Activity list:
A. According to the passage on Frederick Sandys's painting Mary Magdalene, what object does Mary hold?
B. Write a continuation of the passage on Frederick Sandys's painting Mary Magdalene, picking up after its final sentence.

Passage shown:
□ □ □ □ □ □ □
Painting by Frederick Sandys

Mary Magdalene is a Pre-Raphaelite oil-on-panel painting by the British artist Frederick Sandys, executed in 1858–1860. Mary Magdalene was the only figure from the Bible that Sandys ever painted. Having sharp features reminiscent of Lizzie Siddal (though the model is unknown), Mary is depicted in front of a patterned forest-green damask. She holds an alabaster ointment cup, a traditional attribute which associates her with the unnamed sinful woman who anointed Jesus' feet in Luke 7:37. Like other Pre-Raphaelite painters, Frederick Sandys gave Magdalene a sensual look.

Dante Rossetti accused Sandys of plagiarism, because of the resemblance to his Mary Magdalene Leaving the House of Feasting, but when Rossetti came to paint Magdalene some twenty years later, it was his painting that resembled Sandys.
□ □ □ □ □ □ □
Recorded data
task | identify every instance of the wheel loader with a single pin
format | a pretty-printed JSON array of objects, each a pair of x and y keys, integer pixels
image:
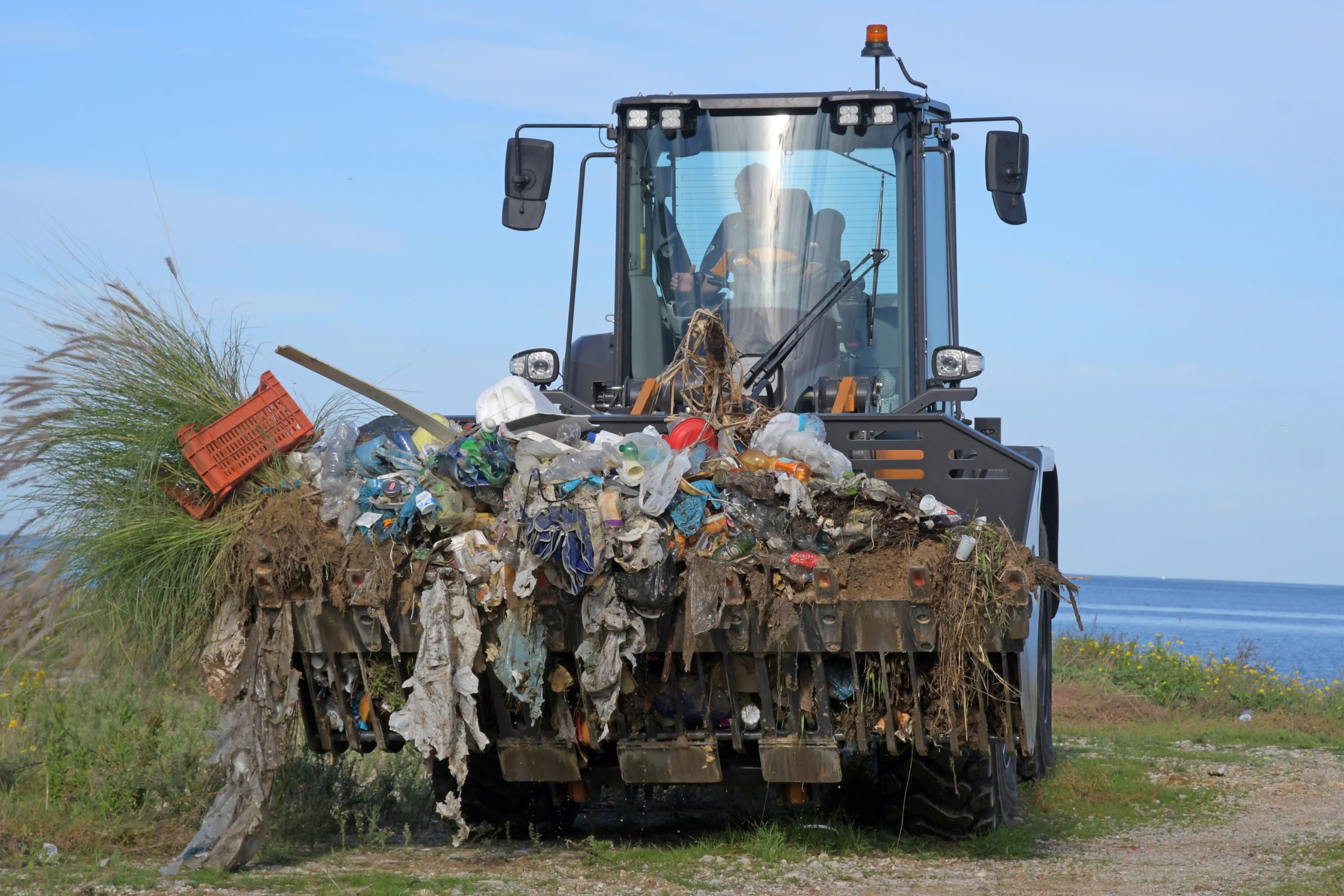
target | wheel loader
[{"x": 820, "y": 229}]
□ □ □ □ □ □ □
Per-task answers:
A. An alabaster ointment cup.

B.
Mary Magdalene was acquired in 1894 by Samuel Bancroft, the most important American collector of Pre-Raphaelite art, whose family donated his collection to the Delaware Art Museum in 1935. Bancroft had bought the painting from Charles Fairfax Murray, an artist in the Pre-Raphaelite circle.

It has been exhibited as part of a touring exhibition of the Bancroft Collection, at the Saint Louis Art Museum, San Diego Museum of Art, the Frick Art & Historical Center in Pittsburgh, Nottingham Castle, and other locations. It was once featured in an oversize advertisement in the San Antonio International Airport.